Article.
___

Several of the papers in this special issue were presented at one of these conferences, while others were submitted in response to an open call for papers. The range of topics, and even more so the range of authors and their home disciplines and affiliations, is a tribute to the richness of the territory, both in intellectual and in community-building terms.
Contributions
Approval-directed agency and the decision theory of Newcomb-like problems
Caspar Oesterheld
Decision theorists disagree about how instrumentally rational agents, i.e., agents trying to achieve some goal, should behave in so-called Newcomb-like problems, with the main contenders being causal and evidential decision theory. Since the main goal of artificial intelligence research is to create machines that make instrumentally rational decisions, the disagreement pertains to this field. In addition to the more philosophical question of what the right decision theory is, the goal of AI poses the question of how to implement any given decision theory in an AI. For example, how would one go about building an AI whose behavior matches evidential decision theory’s recommendations? Conversely, we can ask which decision theories (if any) describe the behavior of any existing AI design. In this paper, we study what decision theory an approval-directed agent, i.e., an agent whose goal it is to maximize the score it receives from an overseer, implements. If we assume that the overseer rewards the agent based on the expected value of some von Neumann–Morgenstern utility function, then such an approval-directed agent is guided by two decision theories: the one used by the agent to decide which action to choose in order to maximize the reward and the one used by the overseer to compute the expected utility of a chosen action. We show which of these two decision theories describes the agent’s behavior in which situations.
Desirability foundations of robust rational decision making
Marco Zaffalon & Enrique Miranda
Recent work has formally linked the traditional axiomatisation of incomplete preferences à la Anscombe-Aumann with the theory of desirability developed in the context of imprecise probability, by showing in particular that they are the very same theory. The equivalence has been established under the constraint that the set of possible prizes is finite. In this paper, we relax such a constraint, thus de facto creating one of the most general theories of rationality and decision making available today. We provide the theory with a sound interpretation and with basic notions, and results, for the separation of beliefs and values, and for the case of complete preferences. Moreover, we discuss the role of conglomerability for the presented theory, arguing that it should be a rationality requirement under very broad conditions.

___

Point-based annotation data:
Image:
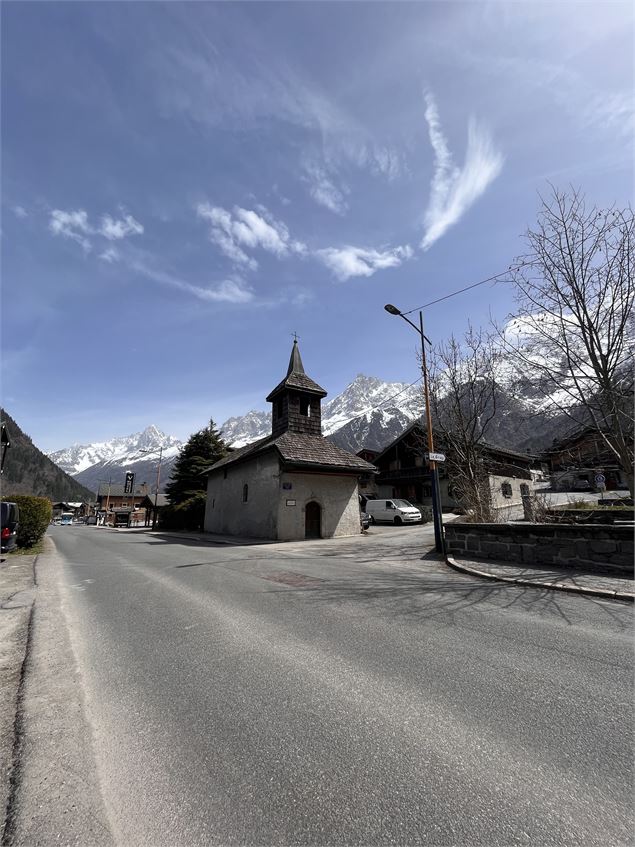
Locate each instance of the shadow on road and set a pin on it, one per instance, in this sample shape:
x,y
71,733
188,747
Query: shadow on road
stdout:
x,y
429,595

___

Problem.
According to the article, what constraint applied when the equivalence between the Anscombe-Aumann axiomatisation and the theory of desirability was established?

Result of the task.
The set of possible prizes had to be finite.